### Excerpt to read:
»»

Guantanamo Bay Detention
© Agence France-Presse/Chantal Valery
A complaint stating that civilian and military lawyers are being diagnosed with cancer at alarming rates is calling for the Guantanamo Bay detention camp to be tested for carcinogens and have personnel from the facilities evacuated.

The United States Navy is now investigating the claims of a cancer cluster.

According to the report, at least seven lawyers working on detainee trials have been diagnosed with cancer, Reuters reported. It does not indicate whether they were all found to have the same type of cancer.

The complaint, filed with the US Defense Department's Office of the Inspector General, asserts that staff may have been exposed to carcinogens while living and working at a location previously used to dispose of jet fuel.

"We have been telling our chain-of-command for years that we don't feel safe living and working in the temporary facilities the government has erected for military commissions," Air Force Capt. Michael Schwartz, a military defense lawyer who has worked at Guantanamo Bay for years, told Reuters. "But, along with the Constitution, the government seems to want to sweep this under the rug."

««

### Dataset excerpts:
»»

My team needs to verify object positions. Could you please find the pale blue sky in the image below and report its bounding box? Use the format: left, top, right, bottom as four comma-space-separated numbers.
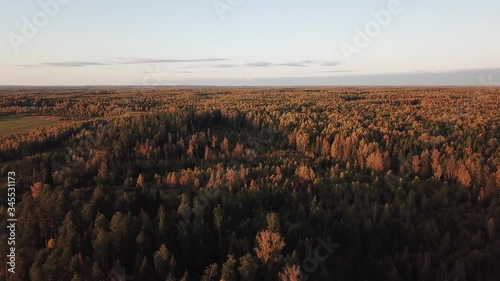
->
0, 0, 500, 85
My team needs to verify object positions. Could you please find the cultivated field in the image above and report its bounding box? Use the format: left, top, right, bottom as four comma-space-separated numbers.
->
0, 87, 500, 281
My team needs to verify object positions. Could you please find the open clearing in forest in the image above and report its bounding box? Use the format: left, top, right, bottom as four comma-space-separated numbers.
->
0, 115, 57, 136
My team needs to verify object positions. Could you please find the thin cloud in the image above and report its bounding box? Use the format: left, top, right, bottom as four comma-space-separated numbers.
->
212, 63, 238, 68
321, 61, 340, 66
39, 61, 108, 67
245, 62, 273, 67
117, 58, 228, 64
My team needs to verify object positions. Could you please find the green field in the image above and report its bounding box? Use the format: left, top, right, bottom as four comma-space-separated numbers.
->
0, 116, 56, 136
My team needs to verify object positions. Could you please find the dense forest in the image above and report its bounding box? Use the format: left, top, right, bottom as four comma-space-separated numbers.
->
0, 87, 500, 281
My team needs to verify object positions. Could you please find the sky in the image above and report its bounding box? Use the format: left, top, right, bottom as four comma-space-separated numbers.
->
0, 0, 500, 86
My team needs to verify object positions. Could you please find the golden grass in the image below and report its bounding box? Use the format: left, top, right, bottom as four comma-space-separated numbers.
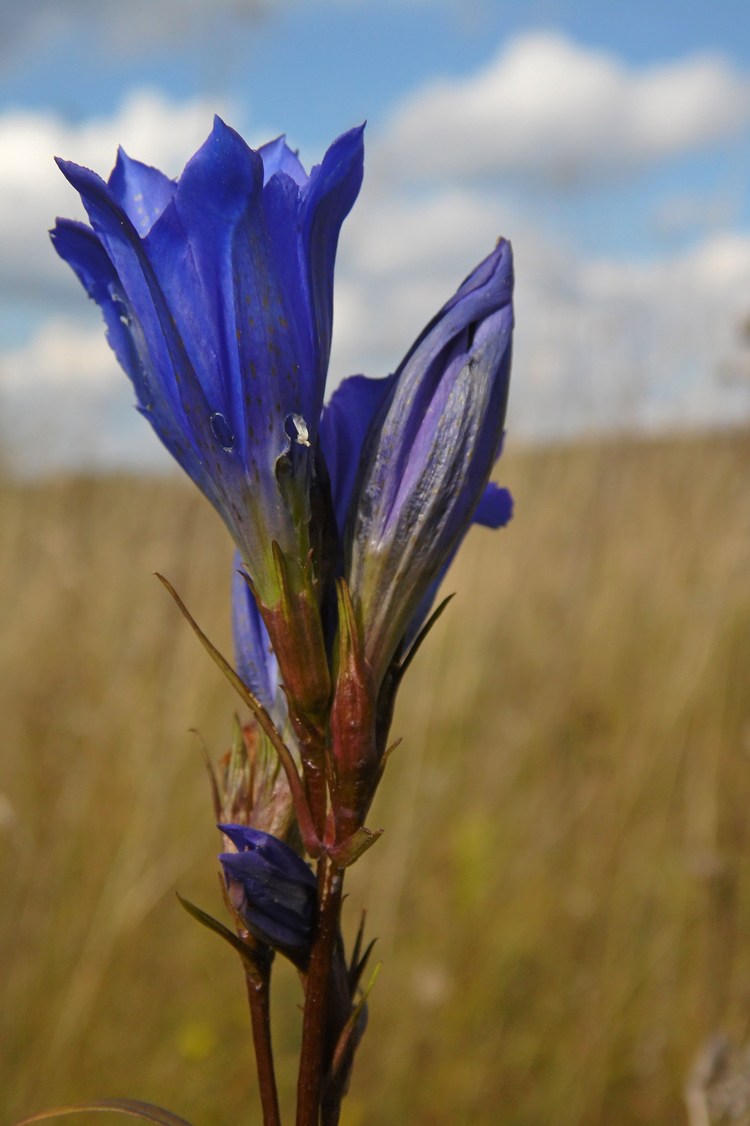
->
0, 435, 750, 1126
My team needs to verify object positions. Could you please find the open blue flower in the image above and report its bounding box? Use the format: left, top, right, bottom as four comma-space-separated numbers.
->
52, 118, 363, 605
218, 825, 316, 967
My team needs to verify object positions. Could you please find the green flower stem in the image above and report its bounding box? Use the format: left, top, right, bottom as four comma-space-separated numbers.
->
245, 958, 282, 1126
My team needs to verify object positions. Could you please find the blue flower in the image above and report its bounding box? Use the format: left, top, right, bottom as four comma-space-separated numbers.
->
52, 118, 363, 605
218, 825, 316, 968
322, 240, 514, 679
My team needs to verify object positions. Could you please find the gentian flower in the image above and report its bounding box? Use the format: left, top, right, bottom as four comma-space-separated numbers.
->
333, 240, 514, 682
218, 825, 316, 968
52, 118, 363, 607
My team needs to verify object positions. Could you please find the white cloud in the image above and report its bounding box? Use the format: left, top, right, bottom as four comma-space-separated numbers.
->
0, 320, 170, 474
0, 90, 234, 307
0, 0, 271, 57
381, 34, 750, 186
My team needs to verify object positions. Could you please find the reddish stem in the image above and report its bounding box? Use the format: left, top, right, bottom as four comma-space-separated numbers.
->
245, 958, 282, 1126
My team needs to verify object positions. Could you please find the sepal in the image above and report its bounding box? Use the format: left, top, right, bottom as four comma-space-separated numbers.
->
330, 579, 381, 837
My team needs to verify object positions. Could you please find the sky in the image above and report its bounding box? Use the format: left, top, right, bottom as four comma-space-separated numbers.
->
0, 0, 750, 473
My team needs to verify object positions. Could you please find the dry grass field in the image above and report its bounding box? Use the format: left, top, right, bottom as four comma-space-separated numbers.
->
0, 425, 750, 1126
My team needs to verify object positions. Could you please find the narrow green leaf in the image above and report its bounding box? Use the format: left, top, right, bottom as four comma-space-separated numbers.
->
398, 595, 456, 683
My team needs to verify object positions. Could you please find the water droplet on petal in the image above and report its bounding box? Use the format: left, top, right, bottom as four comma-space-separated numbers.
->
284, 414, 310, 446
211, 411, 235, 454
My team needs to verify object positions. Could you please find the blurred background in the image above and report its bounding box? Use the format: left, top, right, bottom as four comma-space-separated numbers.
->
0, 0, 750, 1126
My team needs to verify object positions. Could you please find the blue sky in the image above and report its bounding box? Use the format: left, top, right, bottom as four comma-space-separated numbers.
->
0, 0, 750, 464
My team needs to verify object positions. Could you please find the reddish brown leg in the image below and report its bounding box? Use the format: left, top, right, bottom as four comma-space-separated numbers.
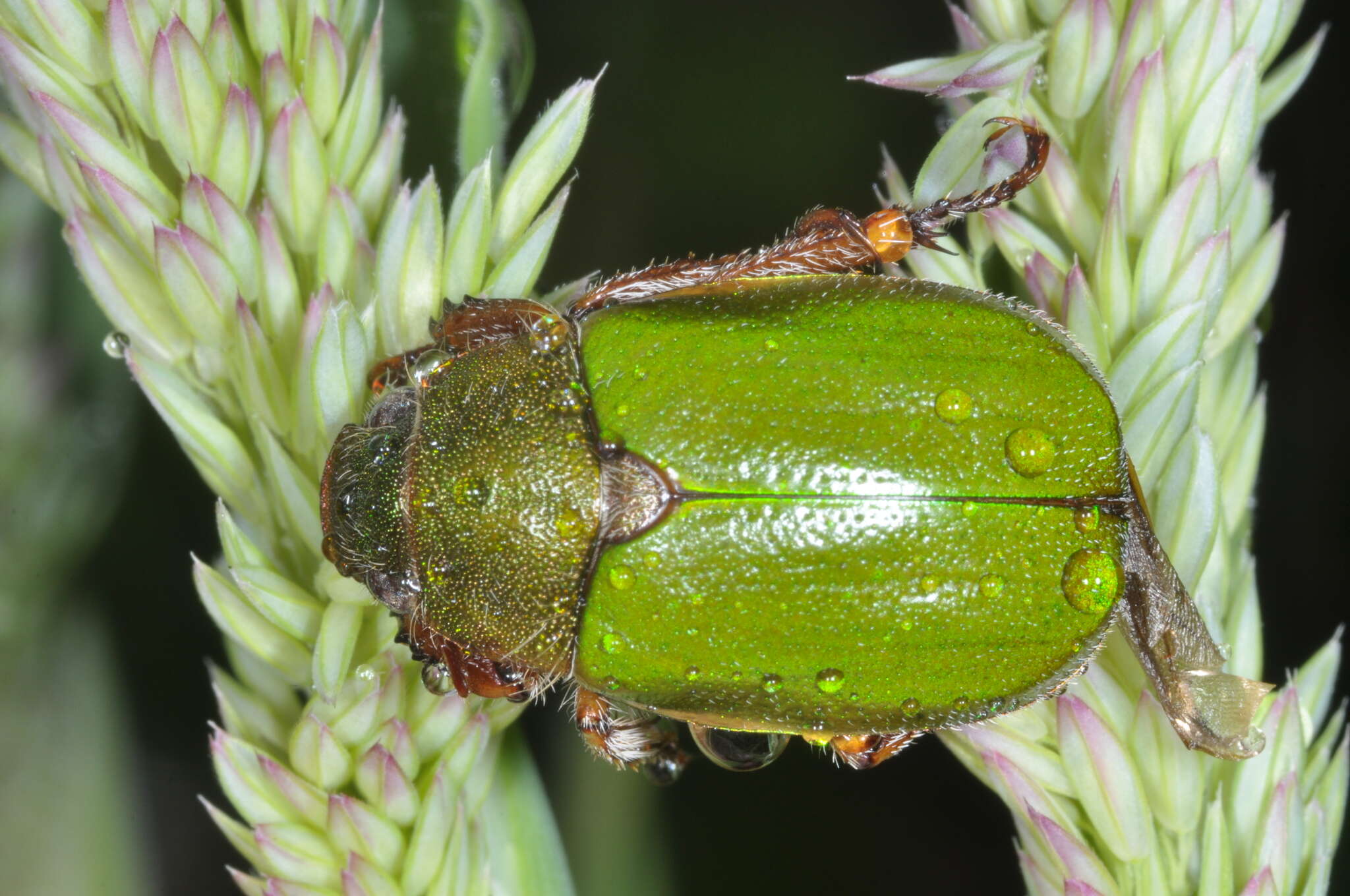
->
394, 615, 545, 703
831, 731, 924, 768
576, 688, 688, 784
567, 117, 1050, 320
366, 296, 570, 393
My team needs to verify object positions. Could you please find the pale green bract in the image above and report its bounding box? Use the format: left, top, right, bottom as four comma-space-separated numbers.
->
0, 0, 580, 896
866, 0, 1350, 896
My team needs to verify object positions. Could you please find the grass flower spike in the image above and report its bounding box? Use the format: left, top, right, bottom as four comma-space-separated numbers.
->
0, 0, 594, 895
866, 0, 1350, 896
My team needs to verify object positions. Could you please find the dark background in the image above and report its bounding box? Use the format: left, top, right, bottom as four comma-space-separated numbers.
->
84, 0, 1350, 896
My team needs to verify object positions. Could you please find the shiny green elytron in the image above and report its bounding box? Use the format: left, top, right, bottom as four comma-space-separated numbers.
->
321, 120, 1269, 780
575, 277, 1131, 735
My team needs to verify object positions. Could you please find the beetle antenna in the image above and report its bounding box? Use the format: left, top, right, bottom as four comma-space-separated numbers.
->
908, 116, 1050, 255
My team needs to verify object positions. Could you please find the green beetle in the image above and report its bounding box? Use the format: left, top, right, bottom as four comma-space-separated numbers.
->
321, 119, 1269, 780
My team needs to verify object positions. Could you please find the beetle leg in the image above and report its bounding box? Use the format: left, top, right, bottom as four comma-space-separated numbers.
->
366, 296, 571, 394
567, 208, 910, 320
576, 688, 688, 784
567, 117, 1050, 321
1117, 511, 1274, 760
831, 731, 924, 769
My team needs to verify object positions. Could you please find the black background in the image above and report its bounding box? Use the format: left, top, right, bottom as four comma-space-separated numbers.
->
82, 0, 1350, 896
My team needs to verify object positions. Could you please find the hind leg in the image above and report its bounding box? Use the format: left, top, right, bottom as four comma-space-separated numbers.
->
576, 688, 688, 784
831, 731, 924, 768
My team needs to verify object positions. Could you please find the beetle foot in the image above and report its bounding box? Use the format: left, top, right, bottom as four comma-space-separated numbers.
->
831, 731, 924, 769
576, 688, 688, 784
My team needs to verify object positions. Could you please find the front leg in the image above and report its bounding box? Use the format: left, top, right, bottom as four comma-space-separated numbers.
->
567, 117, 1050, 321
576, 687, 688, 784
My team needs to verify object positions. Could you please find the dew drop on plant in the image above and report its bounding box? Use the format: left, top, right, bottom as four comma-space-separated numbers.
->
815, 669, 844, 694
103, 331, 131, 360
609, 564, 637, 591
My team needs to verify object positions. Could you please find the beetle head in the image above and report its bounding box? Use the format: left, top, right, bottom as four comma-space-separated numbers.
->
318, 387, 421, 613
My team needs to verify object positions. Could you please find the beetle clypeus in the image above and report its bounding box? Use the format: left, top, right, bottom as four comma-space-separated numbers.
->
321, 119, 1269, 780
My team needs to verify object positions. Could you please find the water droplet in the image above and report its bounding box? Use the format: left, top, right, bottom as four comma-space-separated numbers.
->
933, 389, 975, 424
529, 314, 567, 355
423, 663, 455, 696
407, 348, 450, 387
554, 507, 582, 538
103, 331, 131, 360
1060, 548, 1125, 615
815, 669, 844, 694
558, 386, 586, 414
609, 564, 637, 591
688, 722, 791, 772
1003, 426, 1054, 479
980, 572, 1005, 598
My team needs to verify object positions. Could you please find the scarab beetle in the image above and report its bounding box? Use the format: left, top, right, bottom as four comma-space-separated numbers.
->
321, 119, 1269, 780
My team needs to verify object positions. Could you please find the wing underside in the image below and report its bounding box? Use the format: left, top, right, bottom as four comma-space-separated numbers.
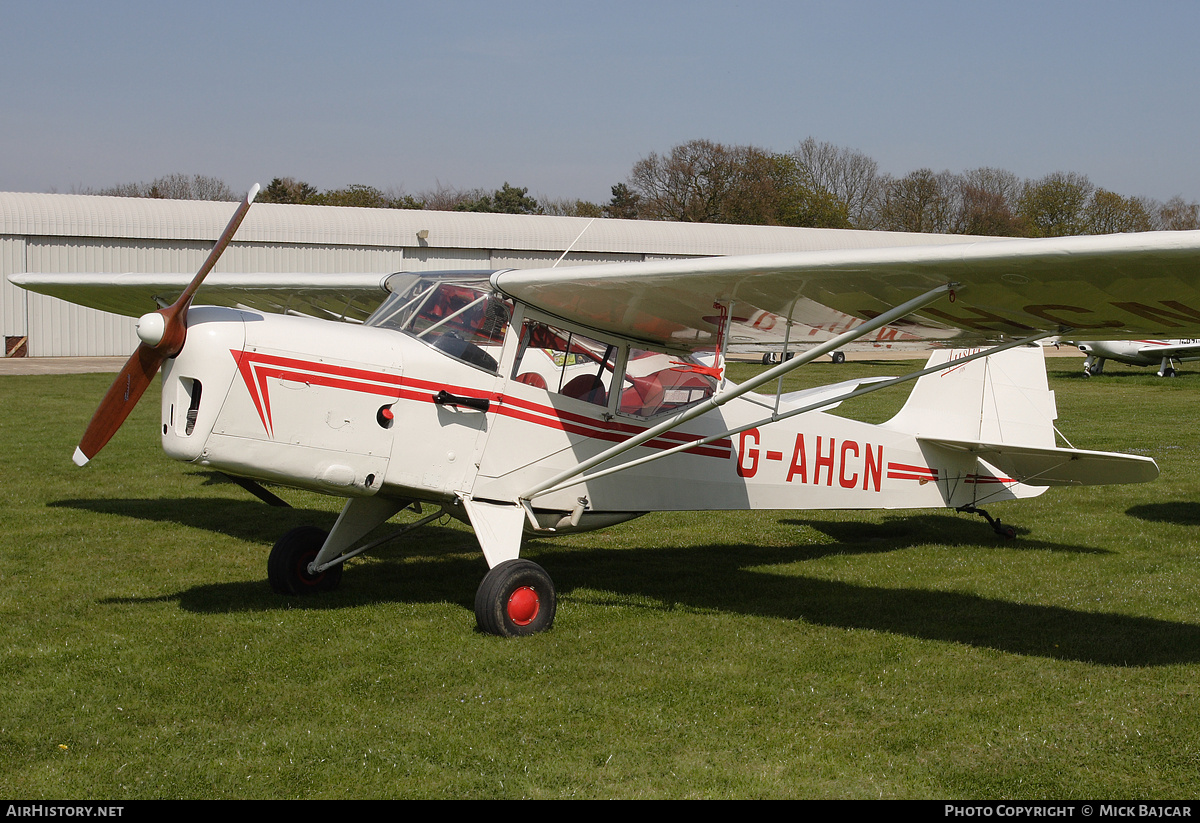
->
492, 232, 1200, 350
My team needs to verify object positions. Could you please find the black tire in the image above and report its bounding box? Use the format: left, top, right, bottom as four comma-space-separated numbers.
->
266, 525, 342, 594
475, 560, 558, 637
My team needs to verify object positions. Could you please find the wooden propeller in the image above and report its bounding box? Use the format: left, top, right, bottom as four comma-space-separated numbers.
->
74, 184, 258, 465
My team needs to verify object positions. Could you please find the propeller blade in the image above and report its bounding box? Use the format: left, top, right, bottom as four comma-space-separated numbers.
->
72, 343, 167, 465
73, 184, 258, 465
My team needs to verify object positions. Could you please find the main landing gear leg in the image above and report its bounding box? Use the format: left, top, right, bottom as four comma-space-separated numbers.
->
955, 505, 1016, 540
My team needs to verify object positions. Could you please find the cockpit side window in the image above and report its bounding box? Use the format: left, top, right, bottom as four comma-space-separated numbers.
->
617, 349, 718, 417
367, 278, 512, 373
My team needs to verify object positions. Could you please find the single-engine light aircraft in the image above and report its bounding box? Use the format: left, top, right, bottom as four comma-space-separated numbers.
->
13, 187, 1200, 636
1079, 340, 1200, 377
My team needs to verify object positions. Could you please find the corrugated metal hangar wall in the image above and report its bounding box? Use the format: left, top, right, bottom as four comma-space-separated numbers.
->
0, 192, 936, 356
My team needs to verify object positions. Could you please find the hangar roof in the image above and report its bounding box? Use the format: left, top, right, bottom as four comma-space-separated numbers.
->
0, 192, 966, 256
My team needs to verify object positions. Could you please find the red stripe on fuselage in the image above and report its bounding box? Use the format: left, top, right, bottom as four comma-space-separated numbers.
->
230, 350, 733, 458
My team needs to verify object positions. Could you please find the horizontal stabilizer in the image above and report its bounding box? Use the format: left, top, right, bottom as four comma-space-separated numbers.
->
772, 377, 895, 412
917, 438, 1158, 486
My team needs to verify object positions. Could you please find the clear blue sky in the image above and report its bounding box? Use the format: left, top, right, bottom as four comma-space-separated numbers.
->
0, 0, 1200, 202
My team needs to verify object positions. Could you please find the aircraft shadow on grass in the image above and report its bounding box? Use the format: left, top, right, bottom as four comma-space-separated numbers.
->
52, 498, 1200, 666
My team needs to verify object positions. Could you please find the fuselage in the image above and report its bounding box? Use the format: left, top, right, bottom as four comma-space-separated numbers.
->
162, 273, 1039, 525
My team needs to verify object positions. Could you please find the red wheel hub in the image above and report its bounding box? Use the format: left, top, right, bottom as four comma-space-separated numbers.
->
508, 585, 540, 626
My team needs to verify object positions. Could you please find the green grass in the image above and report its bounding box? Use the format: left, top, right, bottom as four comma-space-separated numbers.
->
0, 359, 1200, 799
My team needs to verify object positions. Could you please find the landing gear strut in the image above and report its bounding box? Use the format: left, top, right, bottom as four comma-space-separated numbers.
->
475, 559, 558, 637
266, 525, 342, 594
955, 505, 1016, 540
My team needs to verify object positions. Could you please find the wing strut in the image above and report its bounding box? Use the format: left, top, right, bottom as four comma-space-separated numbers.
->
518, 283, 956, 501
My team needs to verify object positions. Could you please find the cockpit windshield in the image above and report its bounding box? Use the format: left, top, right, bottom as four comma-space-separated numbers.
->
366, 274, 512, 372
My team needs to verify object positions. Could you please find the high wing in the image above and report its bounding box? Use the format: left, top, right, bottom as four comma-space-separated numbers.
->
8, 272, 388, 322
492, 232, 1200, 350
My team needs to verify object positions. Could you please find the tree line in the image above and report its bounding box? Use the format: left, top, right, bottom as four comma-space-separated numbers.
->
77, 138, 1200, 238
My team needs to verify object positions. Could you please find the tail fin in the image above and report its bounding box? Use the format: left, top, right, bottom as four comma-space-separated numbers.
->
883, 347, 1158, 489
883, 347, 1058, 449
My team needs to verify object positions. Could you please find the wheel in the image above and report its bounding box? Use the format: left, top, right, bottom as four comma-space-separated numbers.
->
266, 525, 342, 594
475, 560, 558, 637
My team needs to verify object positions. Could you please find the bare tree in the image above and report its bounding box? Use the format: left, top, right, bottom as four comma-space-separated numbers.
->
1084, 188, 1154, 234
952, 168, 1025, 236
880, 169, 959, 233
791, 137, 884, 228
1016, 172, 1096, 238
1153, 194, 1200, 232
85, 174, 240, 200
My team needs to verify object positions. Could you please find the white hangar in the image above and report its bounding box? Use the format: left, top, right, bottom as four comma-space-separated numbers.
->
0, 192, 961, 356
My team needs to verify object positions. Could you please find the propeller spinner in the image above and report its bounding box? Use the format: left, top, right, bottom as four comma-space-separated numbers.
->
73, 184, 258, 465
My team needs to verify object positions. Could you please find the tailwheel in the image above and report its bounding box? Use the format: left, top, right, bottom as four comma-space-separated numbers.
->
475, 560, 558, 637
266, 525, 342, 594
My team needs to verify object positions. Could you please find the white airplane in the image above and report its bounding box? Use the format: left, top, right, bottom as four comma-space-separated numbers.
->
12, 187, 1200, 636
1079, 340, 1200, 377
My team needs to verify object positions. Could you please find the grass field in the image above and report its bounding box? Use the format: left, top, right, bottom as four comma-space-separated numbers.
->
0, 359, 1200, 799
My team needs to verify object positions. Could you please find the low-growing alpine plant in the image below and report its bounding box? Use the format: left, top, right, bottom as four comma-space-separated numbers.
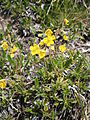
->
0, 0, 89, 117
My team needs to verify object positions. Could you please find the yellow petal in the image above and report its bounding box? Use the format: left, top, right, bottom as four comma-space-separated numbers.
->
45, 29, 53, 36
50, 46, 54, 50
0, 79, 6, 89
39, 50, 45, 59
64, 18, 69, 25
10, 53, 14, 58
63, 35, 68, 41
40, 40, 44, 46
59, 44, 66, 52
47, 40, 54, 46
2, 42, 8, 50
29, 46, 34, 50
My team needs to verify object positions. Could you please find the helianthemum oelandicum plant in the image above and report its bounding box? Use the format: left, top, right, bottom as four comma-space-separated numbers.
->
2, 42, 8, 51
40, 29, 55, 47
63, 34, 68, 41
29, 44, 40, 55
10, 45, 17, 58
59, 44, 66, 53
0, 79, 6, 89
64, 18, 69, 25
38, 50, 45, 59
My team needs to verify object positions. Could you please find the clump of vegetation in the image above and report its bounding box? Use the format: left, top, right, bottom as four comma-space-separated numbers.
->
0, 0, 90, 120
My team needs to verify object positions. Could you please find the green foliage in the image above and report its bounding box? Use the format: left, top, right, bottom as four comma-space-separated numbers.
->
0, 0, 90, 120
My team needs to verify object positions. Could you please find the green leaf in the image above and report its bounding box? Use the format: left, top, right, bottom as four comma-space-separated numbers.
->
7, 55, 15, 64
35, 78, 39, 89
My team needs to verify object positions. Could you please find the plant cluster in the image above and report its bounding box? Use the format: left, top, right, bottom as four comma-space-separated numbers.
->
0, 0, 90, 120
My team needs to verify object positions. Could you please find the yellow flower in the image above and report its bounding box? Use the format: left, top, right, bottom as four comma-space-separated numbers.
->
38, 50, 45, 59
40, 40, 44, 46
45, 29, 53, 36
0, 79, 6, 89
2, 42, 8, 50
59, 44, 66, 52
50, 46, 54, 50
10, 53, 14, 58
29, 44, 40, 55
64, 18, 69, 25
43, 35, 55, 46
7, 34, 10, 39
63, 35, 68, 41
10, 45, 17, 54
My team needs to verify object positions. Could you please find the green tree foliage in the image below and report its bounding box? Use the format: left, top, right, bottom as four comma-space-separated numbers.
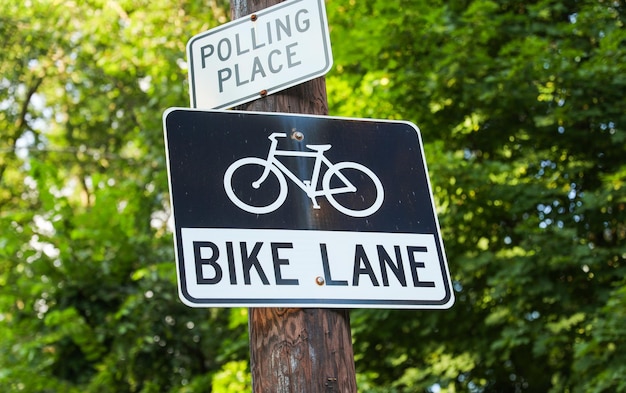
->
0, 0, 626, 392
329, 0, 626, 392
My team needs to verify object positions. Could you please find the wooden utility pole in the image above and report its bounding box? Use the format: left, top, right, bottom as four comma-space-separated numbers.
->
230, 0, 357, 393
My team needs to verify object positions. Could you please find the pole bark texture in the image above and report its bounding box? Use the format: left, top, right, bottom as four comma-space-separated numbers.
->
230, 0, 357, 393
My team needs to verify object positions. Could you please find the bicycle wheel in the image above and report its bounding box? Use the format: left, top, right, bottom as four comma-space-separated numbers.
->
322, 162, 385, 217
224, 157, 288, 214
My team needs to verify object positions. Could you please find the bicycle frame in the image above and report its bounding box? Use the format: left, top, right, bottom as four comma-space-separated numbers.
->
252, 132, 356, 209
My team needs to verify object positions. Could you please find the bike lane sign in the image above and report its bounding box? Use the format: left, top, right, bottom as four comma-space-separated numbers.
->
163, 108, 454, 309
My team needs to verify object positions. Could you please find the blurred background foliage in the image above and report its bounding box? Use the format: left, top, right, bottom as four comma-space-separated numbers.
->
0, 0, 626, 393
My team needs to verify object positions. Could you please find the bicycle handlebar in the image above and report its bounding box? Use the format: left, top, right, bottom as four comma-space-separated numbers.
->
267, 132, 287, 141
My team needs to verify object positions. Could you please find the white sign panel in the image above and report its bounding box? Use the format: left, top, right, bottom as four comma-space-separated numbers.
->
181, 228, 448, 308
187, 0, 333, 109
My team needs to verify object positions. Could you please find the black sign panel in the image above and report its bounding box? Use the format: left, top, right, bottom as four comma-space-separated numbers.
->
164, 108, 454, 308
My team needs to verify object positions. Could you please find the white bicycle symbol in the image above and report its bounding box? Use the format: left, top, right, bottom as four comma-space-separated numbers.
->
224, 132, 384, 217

««

### Work task A:
According to the Guantanamo Bay article, why does the complaint say staff may have been exposed to carcinogens?
### Work task B:
Rewrite the stretch of the Guantanamo Bay article from "The complaint, filed" through "of jet fuel.", putting "aviation fuel" in place of "jet fuel".
### Work task C:
In the Guantanamo Bay article, how many lawyers working on detainee trials does the report say have been diagnosed with cancer?

### Your response A:
The complaint says staff lived and worked at a location that had previously been used to dispose of jet fuel. That earlier use is why it claims they may have been exposed to carcinogens.

### Your response B:
The complaint, filed with the US Defense Department's Office of the Inspector General, asserts that staff may have been exposed to carcinogens while living and working at a location previously used to dispose of aviation fuel.

### Your response C:
At least seven.